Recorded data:
Content starts
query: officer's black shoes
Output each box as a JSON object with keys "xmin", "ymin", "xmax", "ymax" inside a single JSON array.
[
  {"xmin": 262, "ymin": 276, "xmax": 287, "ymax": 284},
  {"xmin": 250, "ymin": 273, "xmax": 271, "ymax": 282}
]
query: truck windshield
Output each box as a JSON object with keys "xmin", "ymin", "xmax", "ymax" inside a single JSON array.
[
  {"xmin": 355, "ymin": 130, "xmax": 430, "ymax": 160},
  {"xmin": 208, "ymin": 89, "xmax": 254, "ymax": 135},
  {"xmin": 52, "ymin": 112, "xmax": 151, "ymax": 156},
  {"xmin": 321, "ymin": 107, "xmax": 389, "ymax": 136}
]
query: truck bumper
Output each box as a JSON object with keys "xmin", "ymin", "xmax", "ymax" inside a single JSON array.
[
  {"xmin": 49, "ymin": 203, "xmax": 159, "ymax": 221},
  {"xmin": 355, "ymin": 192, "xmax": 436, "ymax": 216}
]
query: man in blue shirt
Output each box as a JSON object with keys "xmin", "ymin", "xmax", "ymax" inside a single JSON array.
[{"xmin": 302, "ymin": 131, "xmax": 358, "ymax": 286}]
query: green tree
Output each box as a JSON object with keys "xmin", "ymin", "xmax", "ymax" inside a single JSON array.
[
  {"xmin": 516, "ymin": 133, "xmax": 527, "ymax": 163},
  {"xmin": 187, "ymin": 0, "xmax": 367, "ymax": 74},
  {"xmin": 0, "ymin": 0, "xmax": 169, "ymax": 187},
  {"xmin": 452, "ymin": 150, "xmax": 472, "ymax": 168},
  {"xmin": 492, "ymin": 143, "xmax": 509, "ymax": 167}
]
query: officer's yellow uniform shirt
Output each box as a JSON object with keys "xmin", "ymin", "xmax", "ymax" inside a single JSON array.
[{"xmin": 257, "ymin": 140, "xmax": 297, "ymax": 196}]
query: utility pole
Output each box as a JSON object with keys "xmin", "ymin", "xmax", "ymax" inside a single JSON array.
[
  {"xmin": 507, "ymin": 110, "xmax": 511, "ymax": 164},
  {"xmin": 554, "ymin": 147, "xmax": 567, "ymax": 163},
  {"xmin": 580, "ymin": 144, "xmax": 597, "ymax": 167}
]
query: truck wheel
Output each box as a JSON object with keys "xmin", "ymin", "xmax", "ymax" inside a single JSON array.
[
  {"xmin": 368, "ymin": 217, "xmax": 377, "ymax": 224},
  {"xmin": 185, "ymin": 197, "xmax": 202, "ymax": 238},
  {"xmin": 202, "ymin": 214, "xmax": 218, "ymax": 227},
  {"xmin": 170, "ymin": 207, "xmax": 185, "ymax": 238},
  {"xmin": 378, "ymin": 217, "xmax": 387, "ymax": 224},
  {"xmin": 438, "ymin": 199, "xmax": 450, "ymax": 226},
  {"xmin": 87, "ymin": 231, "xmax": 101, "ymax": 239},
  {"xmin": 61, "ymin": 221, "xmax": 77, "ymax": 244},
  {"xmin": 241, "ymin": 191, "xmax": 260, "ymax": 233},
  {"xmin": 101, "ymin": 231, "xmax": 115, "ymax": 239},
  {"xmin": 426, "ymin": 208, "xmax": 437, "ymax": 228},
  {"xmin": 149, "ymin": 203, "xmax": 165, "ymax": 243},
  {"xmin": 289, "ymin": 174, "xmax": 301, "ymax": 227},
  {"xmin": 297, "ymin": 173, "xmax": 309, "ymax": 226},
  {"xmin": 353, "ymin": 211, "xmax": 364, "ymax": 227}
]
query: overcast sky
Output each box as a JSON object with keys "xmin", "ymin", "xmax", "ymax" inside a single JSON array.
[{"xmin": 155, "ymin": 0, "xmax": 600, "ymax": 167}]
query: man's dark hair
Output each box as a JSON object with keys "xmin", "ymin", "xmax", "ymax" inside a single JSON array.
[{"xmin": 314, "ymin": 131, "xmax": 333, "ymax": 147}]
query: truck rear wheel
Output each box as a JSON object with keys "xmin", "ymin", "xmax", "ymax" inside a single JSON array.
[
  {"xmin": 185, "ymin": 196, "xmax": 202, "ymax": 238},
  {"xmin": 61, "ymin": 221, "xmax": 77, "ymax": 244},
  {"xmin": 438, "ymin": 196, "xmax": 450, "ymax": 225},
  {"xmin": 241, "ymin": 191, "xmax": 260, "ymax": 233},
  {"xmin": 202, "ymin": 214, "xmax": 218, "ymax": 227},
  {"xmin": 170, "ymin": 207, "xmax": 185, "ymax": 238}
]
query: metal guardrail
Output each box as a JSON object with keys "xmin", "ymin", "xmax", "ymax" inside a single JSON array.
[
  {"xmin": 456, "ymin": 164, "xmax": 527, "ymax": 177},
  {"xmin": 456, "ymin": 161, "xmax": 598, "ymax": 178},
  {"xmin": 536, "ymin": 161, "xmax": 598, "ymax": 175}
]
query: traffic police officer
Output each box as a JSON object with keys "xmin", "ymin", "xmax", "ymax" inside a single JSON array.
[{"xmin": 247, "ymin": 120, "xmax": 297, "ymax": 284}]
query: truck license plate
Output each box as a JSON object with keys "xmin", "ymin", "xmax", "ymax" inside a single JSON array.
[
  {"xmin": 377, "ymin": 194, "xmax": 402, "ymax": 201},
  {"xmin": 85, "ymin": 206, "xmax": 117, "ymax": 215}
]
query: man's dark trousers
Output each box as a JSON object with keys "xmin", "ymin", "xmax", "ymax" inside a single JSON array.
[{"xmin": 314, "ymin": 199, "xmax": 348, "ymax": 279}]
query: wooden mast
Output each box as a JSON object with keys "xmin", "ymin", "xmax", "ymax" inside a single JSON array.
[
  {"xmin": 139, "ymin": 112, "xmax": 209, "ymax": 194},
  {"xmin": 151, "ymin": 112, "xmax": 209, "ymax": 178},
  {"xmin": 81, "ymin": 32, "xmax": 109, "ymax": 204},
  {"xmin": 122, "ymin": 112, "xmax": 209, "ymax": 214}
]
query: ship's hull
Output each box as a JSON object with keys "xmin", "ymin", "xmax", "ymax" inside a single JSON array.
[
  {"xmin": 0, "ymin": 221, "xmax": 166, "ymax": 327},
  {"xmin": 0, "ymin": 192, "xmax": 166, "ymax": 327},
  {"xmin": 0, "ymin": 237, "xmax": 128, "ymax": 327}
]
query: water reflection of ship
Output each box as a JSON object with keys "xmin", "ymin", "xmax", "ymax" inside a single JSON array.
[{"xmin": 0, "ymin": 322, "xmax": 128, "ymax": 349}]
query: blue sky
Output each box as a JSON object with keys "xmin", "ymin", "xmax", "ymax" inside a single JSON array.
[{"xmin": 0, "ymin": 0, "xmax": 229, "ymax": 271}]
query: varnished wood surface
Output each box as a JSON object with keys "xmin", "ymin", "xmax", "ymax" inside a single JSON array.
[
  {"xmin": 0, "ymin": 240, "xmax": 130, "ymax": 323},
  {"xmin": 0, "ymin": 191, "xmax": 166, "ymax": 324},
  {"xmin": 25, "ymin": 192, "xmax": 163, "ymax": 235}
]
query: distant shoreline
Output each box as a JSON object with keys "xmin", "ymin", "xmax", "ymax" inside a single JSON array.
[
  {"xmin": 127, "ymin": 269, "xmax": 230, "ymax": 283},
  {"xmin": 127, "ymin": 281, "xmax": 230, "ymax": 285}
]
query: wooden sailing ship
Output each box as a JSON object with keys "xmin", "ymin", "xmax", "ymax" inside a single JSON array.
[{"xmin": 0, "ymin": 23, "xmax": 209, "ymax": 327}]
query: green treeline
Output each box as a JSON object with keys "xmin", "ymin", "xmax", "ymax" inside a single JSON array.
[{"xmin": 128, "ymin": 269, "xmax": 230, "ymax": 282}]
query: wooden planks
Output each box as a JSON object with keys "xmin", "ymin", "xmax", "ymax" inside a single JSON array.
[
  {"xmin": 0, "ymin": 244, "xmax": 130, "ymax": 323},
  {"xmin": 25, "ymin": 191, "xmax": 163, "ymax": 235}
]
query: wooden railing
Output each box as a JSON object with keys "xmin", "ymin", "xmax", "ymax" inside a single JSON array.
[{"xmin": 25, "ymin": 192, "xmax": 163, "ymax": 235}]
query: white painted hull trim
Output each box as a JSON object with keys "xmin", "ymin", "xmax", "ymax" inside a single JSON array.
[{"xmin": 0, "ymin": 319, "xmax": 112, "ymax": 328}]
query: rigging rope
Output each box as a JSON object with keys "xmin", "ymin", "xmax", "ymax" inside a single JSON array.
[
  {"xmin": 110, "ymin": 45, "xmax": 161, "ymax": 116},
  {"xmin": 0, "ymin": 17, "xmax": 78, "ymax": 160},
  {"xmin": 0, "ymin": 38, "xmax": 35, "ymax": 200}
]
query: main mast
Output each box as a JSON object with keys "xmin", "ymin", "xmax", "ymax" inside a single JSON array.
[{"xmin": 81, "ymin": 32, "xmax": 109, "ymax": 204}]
Content ends
How to complete this task: Copy out only the lines of the records above from the one with "query: utility pole" through the one with "query: truck wheel", exactly as they stand, both included.

Task response:
query: utility pole
Output each box as a JSON object with keys "xmin", "ymin", "xmax", "ymax" inside a single JSON array.
[
  {"xmin": 507, "ymin": 110, "xmax": 511, "ymax": 164},
  {"xmin": 554, "ymin": 147, "xmax": 567, "ymax": 163},
  {"xmin": 580, "ymin": 144, "xmax": 597, "ymax": 167}
]
query: truck wheel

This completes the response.